TASK DATA -
>>

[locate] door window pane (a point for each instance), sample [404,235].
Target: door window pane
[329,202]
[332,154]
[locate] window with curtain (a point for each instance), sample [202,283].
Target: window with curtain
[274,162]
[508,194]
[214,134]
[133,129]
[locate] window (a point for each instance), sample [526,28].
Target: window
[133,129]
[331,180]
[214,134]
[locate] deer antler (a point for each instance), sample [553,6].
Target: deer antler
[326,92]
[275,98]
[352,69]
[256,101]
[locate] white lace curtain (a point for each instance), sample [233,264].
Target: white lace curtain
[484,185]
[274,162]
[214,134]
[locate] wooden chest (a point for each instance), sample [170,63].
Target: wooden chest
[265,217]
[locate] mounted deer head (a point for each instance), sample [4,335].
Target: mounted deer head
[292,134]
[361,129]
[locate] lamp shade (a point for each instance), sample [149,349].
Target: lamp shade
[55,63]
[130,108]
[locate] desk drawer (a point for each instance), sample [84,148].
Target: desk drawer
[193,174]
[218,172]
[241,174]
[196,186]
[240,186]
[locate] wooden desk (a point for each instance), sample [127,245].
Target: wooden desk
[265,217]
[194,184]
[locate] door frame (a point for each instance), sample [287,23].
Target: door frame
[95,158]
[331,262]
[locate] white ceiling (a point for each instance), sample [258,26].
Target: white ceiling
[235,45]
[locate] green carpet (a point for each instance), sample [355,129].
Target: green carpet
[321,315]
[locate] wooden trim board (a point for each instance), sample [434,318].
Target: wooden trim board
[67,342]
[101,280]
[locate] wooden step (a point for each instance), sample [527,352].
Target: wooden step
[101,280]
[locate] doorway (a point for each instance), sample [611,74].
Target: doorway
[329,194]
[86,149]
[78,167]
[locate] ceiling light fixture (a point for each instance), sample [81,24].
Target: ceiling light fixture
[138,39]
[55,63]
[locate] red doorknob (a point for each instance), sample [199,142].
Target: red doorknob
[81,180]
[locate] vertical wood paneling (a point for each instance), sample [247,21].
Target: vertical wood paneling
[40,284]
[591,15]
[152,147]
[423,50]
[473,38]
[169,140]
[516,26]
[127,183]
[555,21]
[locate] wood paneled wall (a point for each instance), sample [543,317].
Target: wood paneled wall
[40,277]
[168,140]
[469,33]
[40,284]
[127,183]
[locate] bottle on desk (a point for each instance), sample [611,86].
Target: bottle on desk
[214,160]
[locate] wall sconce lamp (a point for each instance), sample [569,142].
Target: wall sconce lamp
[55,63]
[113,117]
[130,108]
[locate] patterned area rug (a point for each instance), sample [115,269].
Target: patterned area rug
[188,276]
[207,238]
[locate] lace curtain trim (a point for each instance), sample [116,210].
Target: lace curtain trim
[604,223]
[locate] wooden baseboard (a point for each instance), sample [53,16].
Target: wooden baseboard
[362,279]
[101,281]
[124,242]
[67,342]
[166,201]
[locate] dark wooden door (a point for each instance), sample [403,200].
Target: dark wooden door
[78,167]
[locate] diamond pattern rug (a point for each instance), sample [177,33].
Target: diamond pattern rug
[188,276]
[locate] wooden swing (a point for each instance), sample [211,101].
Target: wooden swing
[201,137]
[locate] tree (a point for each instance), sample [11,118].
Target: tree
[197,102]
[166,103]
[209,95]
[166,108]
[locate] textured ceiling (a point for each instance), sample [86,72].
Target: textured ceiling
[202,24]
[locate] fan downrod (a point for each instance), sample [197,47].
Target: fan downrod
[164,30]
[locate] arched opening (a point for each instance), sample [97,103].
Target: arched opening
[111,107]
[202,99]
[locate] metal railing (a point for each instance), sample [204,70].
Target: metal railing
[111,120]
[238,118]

<<

WHAT TO DO -
Only the lines from the one containing "Target: arched opening" through the end of the records above belong in the output, each exactly as it stands, both ends included.

OUTPUT -
Target: arched opening
[111,107]
[202,99]
[locate] metal railing (a point for each instance), sample [204,70].
Target: metal railing
[111,120]
[238,118]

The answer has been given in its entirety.